Passage provided:
_ _ _ _

Following the 2021 collapse of the Champlain Towers South condominium building in Surfside that killed 98 people, state lawmakers wrote and passed Senate Bill 4D to address building safety. It was signed into law in May, prohibiting associations from waiving or reducing reserve funds, which are designed for future major repairs and replacements of the building structure. 

The result of the law, says, Zuberer, named president of the Sarasota-based law firm in January 2022 is now condominium and residential associations may be setting aside reserves for components of structures they hadn’t before. 

“The most common questions that I’m getting right now from condominium associations is ‘how are we going to reserve for components of buildings?’ and ‘how are we going to get insurance?” she says, the latter in response to insurance industry price increases. “Two-thirds of the questions that I’m getting on a daily basis are in one of those two categories.”


2. A big challenge for Zuberer in her role overseeing one of the largest law firms in the Sarasota-Bradenton market is finding employees. 

“Like most businesses,” she says, “there is still a huge void for finding staff. I think it’s much better than it was. But it still seems that we’re having difficult times filling positions.”

The difficulty lies in finding the right workforce. 

“You want the right person,” she says. “You’re paying quite a bit more than you used to five years ago.”  

One of the obstacles to finding good talent, she says, is the pandemic, when people got accustomed to working remotely. “They have a larger opportunity base for job security because (they’re) able to live here and work somewhere else,” she says. “We’re still competing with companies in much larger areas.”

_ _ _ _

Dataset excerpts:
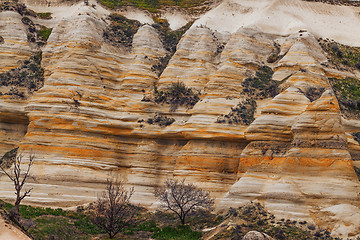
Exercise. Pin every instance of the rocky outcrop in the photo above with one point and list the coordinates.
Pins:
(254, 235)
(89, 121)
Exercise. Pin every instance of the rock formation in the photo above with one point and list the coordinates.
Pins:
(89, 121)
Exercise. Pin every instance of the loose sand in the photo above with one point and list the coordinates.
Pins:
(9, 232)
(284, 17)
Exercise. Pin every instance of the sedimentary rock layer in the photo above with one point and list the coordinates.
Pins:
(90, 120)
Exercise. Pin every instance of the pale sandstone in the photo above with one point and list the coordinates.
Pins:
(296, 157)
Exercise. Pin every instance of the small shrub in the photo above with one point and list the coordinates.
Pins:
(170, 39)
(342, 56)
(46, 15)
(160, 120)
(182, 232)
(243, 113)
(177, 95)
(347, 91)
(121, 31)
(261, 85)
(314, 93)
(154, 5)
(9, 158)
(44, 33)
(29, 75)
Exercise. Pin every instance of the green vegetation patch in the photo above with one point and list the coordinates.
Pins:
(30, 75)
(44, 33)
(259, 86)
(46, 15)
(121, 31)
(342, 56)
(243, 113)
(253, 217)
(15, 6)
(9, 158)
(347, 91)
(357, 171)
(182, 232)
(177, 95)
(338, 2)
(160, 120)
(36, 33)
(154, 5)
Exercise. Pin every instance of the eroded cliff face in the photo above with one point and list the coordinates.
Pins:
(89, 121)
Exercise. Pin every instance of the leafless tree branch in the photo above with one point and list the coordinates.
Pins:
(182, 198)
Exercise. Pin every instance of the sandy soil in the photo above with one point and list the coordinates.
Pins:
(9, 232)
(285, 17)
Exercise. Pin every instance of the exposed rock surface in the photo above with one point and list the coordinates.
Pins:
(253, 235)
(88, 122)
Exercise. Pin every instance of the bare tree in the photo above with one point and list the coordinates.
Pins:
(183, 198)
(19, 177)
(113, 210)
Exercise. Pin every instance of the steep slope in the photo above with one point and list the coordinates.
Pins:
(266, 124)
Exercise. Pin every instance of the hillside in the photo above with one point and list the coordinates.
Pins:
(251, 100)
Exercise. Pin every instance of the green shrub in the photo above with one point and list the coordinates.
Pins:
(261, 85)
(46, 15)
(243, 113)
(121, 31)
(182, 232)
(177, 95)
(154, 5)
(29, 75)
(160, 120)
(347, 91)
(341, 55)
(9, 158)
(44, 33)
(314, 93)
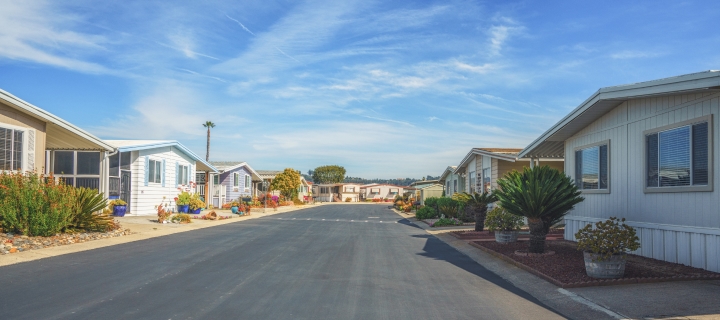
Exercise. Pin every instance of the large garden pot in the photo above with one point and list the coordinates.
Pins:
(119, 211)
(612, 268)
(506, 236)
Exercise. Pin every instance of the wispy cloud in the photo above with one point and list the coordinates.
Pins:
(633, 54)
(241, 25)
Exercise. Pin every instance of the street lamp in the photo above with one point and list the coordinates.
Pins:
(265, 195)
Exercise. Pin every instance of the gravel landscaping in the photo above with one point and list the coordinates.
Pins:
(555, 234)
(566, 268)
(10, 243)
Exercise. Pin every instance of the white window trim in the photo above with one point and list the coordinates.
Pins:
(587, 146)
(24, 162)
(709, 186)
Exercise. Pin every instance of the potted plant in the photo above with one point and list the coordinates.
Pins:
(505, 225)
(196, 205)
(119, 207)
(183, 201)
(605, 247)
(543, 195)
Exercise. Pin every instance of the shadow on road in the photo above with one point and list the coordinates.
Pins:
(437, 249)
(408, 223)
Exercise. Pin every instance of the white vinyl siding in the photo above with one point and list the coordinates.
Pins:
(145, 199)
(682, 227)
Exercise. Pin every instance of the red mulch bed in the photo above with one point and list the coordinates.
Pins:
(566, 268)
(555, 234)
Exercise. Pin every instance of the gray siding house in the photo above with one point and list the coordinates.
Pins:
(646, 152)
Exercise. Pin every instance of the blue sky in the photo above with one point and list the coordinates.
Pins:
(386, 89)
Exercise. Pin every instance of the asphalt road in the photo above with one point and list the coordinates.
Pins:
(329, 262)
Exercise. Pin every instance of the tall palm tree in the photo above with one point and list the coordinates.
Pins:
(543, 195)
(209, 125)
(477, 204)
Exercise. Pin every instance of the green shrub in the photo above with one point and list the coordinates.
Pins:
(446, 222)
(448, 207)
(498, 219)
(426, 213)
(609, 237)
(35, 206)
(88, 211)
(541, 194)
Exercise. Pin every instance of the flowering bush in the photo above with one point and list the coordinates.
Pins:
(609, 237)
(34, 205)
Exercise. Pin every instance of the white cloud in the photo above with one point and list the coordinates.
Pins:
(37, 32)
(633, 54)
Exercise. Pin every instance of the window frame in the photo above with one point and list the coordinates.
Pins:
(609, 168)
(158, 165)
(690, 188)
(24, 153)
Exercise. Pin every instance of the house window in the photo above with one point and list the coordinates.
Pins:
(77, 168)
(473, 179)
(11, 149)
(591, 167)
(183, 174)
(486, 180)
(155, 171)
(678, 159)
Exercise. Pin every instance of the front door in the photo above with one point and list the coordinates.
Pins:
(125, 183)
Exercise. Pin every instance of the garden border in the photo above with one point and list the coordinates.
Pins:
(594, 283)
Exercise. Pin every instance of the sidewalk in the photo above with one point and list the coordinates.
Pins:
(142, 228)
(668, 300)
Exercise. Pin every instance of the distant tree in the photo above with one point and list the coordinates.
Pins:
(287, 182)
(329, 174)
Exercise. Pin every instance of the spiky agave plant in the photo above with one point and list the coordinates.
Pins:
(543, 195)
(477, 203)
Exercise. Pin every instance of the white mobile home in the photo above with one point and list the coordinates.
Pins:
(646, 152)
(449, 179)
(146, 173)
(482, 167)
(32, 139)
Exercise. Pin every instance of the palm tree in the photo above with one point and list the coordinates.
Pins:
(477, 204)
(209, 125)
(541, 194)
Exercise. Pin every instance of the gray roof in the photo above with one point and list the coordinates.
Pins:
(551, 144)
(225, 164)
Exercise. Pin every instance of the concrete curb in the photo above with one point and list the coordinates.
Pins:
(158, 230)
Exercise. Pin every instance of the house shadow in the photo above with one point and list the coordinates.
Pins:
(437, 249)
(409, 223)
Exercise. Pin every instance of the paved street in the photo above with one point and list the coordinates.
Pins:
(329, 262)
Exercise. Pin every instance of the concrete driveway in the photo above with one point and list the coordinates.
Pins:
(329, 262)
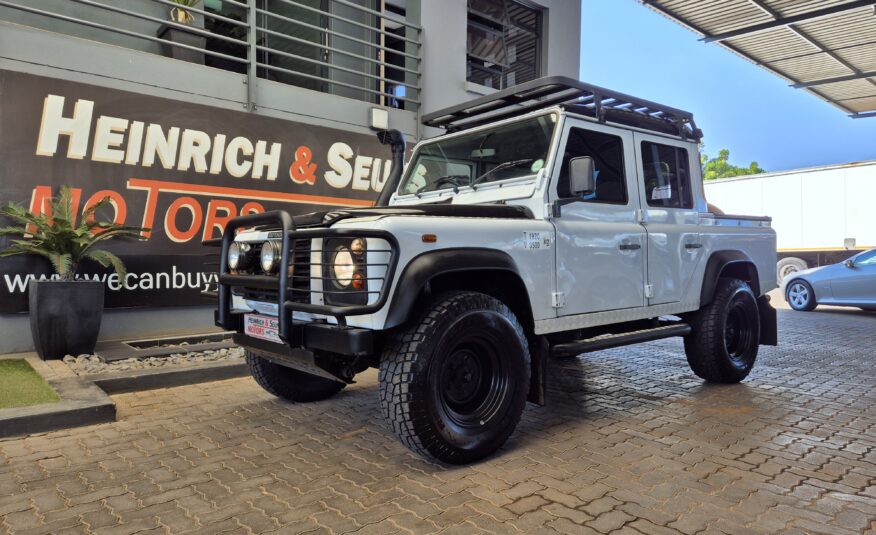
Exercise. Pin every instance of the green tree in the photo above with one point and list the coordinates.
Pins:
(720, 166)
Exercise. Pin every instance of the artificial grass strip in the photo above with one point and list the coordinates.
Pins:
(21, 386)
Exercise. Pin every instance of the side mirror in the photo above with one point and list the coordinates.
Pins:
(581, 179)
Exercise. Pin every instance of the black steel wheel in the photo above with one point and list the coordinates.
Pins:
(453, 385)
(288, 383)
(725, 335)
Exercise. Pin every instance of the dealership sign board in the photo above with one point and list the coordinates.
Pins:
(182, 170)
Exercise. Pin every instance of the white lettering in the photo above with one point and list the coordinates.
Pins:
(53, 124)
(342, 171)
(159, 144)
(108, 137)
(193, 149)
(232, 160)
(270, 160)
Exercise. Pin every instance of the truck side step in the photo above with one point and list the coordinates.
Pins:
(607, 341)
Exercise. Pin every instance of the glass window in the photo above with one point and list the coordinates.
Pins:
(607, 152)
(504, 43)
(866, 259)
(666, 176)
(504, 152)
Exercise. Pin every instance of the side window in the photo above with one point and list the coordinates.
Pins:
(866, 259)
(666, 176)
(607, 152)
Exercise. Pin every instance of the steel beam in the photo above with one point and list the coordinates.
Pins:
(782, 22)
(848, 78)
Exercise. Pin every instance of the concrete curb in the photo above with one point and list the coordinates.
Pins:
(85, 399)
(137, 380)
(82, 403)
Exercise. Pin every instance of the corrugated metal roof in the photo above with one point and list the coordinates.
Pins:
(826, 47)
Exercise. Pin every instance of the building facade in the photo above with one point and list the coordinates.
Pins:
(188, 116)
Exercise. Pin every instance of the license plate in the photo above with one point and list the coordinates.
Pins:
(264, 327)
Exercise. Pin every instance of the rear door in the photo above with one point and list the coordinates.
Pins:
(674, 247)
(600, 244)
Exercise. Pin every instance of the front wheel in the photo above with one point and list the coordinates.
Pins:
(725, 335)
(454, 383)
(288, 383)
(800, 295)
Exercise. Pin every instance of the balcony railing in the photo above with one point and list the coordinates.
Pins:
(349, 48)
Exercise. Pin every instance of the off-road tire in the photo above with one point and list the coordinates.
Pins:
(454, 382)
(725, 336)
(290, 384)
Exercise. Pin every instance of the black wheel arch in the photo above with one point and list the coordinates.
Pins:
(738, 265)
(729, 263)
(465, 268)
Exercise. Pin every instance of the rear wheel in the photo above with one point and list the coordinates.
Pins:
(288, 383)
(453, 384)
(800, 295)
(725, 335)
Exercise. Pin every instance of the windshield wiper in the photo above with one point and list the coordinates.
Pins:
(504, 165)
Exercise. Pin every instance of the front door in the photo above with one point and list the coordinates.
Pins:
(856, 285)
(600, 244)
(666, 171)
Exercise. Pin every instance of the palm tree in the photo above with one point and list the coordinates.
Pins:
(56, 236)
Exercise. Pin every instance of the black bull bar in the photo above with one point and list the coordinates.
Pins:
(290, 333)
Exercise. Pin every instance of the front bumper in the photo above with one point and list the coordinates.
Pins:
(351, 341)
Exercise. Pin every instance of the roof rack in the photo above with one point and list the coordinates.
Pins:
(573, 95)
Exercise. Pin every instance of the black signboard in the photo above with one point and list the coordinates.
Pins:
(182, 170)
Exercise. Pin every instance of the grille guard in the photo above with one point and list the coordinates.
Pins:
(230, 319)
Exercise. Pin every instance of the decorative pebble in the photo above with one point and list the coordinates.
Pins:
(91, 364)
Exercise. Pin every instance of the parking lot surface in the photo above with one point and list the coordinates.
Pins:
(630, 441)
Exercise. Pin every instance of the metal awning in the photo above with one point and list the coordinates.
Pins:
(827, 47)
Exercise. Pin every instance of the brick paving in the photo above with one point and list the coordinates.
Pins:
(630, 442)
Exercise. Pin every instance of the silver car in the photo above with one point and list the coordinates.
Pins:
(850, 283)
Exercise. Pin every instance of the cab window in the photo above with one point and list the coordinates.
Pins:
(666, 176)
(607, 152)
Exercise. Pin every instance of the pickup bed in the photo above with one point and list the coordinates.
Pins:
(553, 219)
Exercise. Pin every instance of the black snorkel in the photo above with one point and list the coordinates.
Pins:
(396, 142)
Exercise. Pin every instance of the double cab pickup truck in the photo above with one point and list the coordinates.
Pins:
(551, 219)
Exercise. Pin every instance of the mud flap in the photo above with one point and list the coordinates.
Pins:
(769, 330)
(539, 349)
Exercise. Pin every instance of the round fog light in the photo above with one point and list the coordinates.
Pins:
(270, 256)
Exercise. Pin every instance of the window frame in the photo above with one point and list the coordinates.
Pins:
(623, 165)
(687, 200)
(538, 32)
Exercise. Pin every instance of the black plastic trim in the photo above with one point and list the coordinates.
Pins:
(717, 263)
(426, 266)
(769, 328)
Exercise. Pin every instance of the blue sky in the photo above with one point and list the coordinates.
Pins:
(739, 106)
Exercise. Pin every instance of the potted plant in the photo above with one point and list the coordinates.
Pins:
(175, 34)
(65, 312)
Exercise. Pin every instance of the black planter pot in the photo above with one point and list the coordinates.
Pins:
(65, 316)
(183, 37)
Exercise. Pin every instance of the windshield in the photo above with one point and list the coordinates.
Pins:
(509, 151)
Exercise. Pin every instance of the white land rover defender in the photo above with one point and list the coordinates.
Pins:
(554, 218)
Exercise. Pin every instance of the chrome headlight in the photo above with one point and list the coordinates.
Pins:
(237, 255)
(270, 256)
(342, 266)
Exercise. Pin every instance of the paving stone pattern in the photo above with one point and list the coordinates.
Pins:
(630, 442)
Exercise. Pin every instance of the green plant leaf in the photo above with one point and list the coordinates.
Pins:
(106, 258)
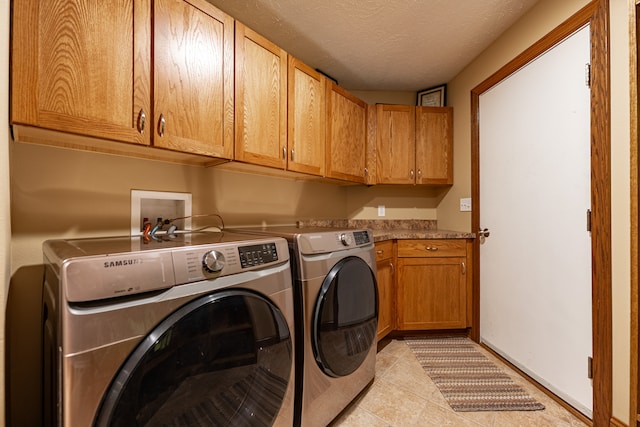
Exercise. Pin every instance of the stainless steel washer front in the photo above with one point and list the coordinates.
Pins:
(154, 334)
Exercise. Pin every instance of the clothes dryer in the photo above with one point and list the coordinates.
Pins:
(190, 330)
(335, 290)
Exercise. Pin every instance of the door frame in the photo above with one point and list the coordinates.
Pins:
(596, 13)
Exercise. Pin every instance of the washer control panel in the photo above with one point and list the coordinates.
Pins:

_ _ _ _

Action item: Can you continue the article about Zuberer, Florida's condominium safety law and her firm's hiring struggles, picking up right after its final sentence?

Exercise answer:
Icard Merrill is actively seeking to fill six to 10 positions, with a focus on finding paralegals and seasoned attorneys with 10 to 15 years of industry experience. Zuberer also hinted at a possibility of real estate growth as well, a planned expansion derailed by Hurricane Ian.  

But the firm is taking the potential economic slowdown and rising interest rates into consideration as well. Even though Zuberer isn’t seeing local impacts, she’s been seeing it happen on a national scale. 

“We would be remiss,” she says, “if we didn’t constantly evaluate our expenses and income in case there’s a rainy day.”


3. One word top of mind for the firm in 2023 is evolution. 

The generational firm will be 70 years old in 2023, going from second generation to the third. Zuberer is expecting some retirements. 

“That's leaving quite a bit of work to be picked up by others,” she says, noting it’s a big culture change. “We’re working very aggressively to take this opportunity to evaluate the way we’ve been doing things for 70 years.”

The idea is to evolve into a law firm that supports today’s families and individuals, with employees prioritizing work-life balance.